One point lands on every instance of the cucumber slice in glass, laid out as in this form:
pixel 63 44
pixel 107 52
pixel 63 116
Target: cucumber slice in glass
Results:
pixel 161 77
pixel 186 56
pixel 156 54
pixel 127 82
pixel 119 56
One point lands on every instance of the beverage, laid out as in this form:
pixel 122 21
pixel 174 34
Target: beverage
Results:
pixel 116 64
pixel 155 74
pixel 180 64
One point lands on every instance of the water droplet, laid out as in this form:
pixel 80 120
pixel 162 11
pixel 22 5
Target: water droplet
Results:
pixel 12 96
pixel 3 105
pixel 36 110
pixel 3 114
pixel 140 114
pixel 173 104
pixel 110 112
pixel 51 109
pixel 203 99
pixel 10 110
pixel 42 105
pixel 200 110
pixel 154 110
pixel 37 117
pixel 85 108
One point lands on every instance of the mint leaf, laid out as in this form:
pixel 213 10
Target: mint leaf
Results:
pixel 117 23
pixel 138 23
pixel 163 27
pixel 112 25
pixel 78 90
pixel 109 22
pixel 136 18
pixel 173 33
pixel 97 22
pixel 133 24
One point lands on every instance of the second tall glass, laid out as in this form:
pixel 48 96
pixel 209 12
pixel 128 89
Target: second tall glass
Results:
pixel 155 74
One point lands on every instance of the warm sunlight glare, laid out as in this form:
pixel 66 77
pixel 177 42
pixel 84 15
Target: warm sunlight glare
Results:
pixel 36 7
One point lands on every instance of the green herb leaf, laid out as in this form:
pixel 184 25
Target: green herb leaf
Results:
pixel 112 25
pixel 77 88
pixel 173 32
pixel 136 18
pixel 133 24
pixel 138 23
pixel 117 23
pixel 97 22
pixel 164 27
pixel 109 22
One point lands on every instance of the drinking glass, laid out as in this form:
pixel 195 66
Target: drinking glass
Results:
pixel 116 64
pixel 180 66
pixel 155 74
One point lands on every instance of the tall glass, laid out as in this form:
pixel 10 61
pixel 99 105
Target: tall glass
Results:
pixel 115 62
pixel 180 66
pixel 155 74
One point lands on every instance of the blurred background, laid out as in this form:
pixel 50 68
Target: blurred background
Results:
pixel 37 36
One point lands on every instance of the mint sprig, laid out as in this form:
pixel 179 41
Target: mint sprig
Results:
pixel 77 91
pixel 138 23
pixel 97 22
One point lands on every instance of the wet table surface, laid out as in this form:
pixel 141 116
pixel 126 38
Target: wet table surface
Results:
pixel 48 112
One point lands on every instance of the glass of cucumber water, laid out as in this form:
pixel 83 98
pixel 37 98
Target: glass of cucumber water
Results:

### EXERCISE AIM
Lay out the lines of the material above as a Markdown table with the columns "Row" and "Text", numbering each row. Cover only the lines from the one with "One point lands on every instance of the tall" up to and including the one with "pixel 48 112", and skip any blank lines.

### EXPECTED ANSWER
| Row | Text |
|---|---|
| 1 | One point lands on every instance of the tall glass, laid out as in this form: |
| 2 | pixel 10 61 |
| 3 | pixel 99 105 |
| 4 | Target: tall glass |
| 5 | Results: |
| 6 | pixel 115 62 |
| 7 | pixel 180 66 |
| 8 | pixel 155 74 |
| 9 | One point lands on every instance of the blurred background, laid out as in this form: |
| 10 | pixel 50 68 |
| 11 | Target: blurred background |
| 12 | Results: |
| 13 | pixel 37 36 |
| 14 | One point lands on every instance of the mint sprig, laid out as in this form: |
| 15 | pixel 179 41 |
| 16 | Target: mint sprig |
| 17 | Results: |
| 18 | pixel 77 91 |
| 19 | pixel 138 23 |
| 20 | pixel 97 22 |
| 21 | One point lands on every instance of the wet table surface, laid out as in this form: |
| 22 | pixel 141 116 |
| 23 | pixel 126 38 |
| 24 | Target: wet table surface |
| 25 | Results: |
| 26 | pixel 48 112 |